Challenges
A. Edit the Avivo transcoding thread between "Depends on the" and "thread in Industry.", inclusive, replacing "GPU" with "graphics chip".
B. According to the Avivo transcoding thread, which companies could integrate this technique?
C. Decide whether each statement agrees with the Avivo transcoding thread, and support each answer with the deciding words from the thread: (i) The transcoding software is called an alpha tech demo. (ii) Running the calculations on the GPU is said to lower quality compared with the CPU. (iii) The topic was also discussed in the "Cheng on Avivo" thread.

Text
****
PDA

View Full Version : Avivo Transcoding....


bigz
02-Nov-2005, 21:52
http://www.extremetech.com/article2/0,1697,1880749,00.asp

This looks interesting... reduce your transcoding times to 1/5th of the time. :shock:

Mintmaster
02-Nov-2005, 22:21
Quite impressive.

How much quality to you lose with transcoding? Is it quite noticeable?

archie4oz
02-Nov-2005, 23:03
Also can't scale, frame-rate convert, crop, or much of anything else yet...

Bouncing Zabaglione Bros.
02-Nov-2005, 23:15
Quite impressive.

How much quality to you lose with transcoding? Is it quite noticeable?

Depends on the codecs used and how you have them set. This is just doing the same calculations as you would when transcoding on the CPU, with the same levels of quality - just a lot faster because it's on the GPU. There should be no difference in quality when running the calculations on the GPU as opposed to the CPU.

Bouncing Zabaglione Bros.
02-Nov-2005, 23:17
Also can't scale, frame-rate convert, crop, or much of anything else yet...
It's only an alpha tech demo, but it could be finished up to be quite a nice product. Companies like Divx or Nero could intergrate this technique and see massive speedups in their transcoding performance.

IgnorancePersonified
02-Nov-2005, 23:34
Shiezer! :shock: (If I spelt that right)

Geo
03-Nov-2005, 02:41
Yeah, pretty damn sweet. We were talking about it in the "Cheng on Avivo" thread in Industry.

X1800XT seems like a more "balanced" part than G70. The "overall performance" tiara isn't the only one on the table. IQ and video processing (tho it is a bit early on the latter, but I'm liking where it is going so far) seems to go to X1800XT. It depends on what you really want and just how important the performance delta is for your given situation.
****
[Stored records]
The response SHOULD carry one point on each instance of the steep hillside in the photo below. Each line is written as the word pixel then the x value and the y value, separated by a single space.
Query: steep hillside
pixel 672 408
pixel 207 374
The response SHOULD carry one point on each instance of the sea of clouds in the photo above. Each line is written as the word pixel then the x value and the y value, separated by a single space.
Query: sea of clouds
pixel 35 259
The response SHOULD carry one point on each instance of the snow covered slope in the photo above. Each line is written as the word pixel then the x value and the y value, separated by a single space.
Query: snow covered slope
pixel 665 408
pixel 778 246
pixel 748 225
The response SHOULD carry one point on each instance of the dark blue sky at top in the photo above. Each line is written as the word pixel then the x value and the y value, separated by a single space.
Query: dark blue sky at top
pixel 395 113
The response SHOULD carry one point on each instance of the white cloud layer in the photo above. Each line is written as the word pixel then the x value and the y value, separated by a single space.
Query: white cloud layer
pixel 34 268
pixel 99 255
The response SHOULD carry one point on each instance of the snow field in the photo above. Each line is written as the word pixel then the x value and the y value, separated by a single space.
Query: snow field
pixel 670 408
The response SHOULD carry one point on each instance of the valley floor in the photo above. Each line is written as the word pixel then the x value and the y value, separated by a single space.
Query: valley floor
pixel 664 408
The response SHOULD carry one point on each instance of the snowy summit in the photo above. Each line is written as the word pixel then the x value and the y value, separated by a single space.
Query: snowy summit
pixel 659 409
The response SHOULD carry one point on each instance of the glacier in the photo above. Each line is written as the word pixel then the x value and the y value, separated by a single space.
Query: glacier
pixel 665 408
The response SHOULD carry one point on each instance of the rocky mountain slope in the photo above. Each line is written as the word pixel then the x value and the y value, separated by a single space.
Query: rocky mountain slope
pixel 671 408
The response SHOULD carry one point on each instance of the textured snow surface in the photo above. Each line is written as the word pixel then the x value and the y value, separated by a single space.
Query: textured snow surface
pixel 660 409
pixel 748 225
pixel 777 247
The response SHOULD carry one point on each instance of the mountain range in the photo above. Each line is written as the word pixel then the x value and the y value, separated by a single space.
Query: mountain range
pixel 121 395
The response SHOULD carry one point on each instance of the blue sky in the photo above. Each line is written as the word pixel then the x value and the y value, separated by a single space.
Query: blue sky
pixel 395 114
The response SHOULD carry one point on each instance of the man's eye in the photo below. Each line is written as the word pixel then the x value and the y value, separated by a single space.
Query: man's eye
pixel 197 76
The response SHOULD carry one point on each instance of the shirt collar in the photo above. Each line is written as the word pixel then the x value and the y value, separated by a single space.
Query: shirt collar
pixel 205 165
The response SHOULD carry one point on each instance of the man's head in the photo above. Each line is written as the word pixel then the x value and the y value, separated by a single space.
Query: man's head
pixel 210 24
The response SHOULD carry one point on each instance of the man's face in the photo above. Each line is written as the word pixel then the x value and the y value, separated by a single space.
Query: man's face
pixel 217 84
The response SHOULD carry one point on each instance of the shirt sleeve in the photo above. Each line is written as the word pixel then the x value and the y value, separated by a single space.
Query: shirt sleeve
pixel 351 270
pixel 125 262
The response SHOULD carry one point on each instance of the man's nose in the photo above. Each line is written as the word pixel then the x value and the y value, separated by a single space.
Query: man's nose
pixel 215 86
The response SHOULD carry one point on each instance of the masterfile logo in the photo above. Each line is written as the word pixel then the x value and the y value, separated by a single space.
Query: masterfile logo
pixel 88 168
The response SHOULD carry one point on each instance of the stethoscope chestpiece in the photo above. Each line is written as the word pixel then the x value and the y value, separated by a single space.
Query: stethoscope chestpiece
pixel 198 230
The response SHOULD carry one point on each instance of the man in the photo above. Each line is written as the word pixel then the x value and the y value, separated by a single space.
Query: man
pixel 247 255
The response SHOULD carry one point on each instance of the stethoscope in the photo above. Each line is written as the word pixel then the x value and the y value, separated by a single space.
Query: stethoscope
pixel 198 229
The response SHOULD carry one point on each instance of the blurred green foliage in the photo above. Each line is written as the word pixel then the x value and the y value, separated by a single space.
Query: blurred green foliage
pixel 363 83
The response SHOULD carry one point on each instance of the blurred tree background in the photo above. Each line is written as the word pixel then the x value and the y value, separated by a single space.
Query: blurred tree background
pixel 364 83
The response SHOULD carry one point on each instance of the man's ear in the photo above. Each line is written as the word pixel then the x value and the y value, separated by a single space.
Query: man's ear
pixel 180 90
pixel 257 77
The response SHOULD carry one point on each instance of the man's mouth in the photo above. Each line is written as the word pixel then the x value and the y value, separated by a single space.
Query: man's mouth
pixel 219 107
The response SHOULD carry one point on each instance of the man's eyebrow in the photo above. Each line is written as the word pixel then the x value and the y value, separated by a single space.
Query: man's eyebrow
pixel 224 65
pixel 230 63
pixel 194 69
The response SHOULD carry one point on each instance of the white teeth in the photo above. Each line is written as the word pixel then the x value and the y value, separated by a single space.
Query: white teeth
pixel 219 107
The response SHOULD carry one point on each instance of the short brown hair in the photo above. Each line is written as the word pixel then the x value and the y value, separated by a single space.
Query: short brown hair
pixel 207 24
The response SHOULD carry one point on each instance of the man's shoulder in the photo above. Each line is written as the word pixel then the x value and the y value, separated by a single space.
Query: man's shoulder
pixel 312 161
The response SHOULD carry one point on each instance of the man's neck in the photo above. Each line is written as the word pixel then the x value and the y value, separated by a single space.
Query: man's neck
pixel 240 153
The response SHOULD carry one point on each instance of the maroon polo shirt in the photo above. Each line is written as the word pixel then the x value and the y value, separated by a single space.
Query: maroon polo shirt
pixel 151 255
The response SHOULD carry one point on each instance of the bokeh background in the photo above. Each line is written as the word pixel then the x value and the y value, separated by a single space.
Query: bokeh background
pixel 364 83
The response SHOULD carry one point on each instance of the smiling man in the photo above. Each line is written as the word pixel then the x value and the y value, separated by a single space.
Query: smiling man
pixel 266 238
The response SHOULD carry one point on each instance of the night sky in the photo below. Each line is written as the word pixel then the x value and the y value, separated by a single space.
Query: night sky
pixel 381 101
****
Final answers
A.
Depends on the codecs used and how you have them set. This is just doing the same calculations as you would when transcoding on the CPU, with the same levels of quality - just a lot faster because it's on the graphics chip. There should be no difference in quality when running the calculations on the graphics chip as opposed to the CPU.

Bouncing Zabaglione Bros.
02-Nov-2005, 23:17
Also can't scale, frame-rate convert, crop, or much of anything else yet...
It's only an alpha tech demo, but it could be finished up to be quite a nice product. Companies like Divx or Nero could intergrate this technique and see massive speedups in their transcoding performance.

IgnorancePersonified
02-Nov-2005, 23:34
Shiezer! :shock: (If I spelt that right)

Geo
03-Nov-2005, 02:41
Yeah, pretty damn sweet. We were talking about it in the "Cheng on Avivo" thread in Industry.

B. Divx or Nero.

C.
(i) Yes: "It's only an alpha tech demo"
(ii) No: "There should be no difference in quality when running the calculations on the GPU as opposed to the CPU."
(iii) Yes: "We were talking about it in the "Cheng on Avivo" thread in Industry."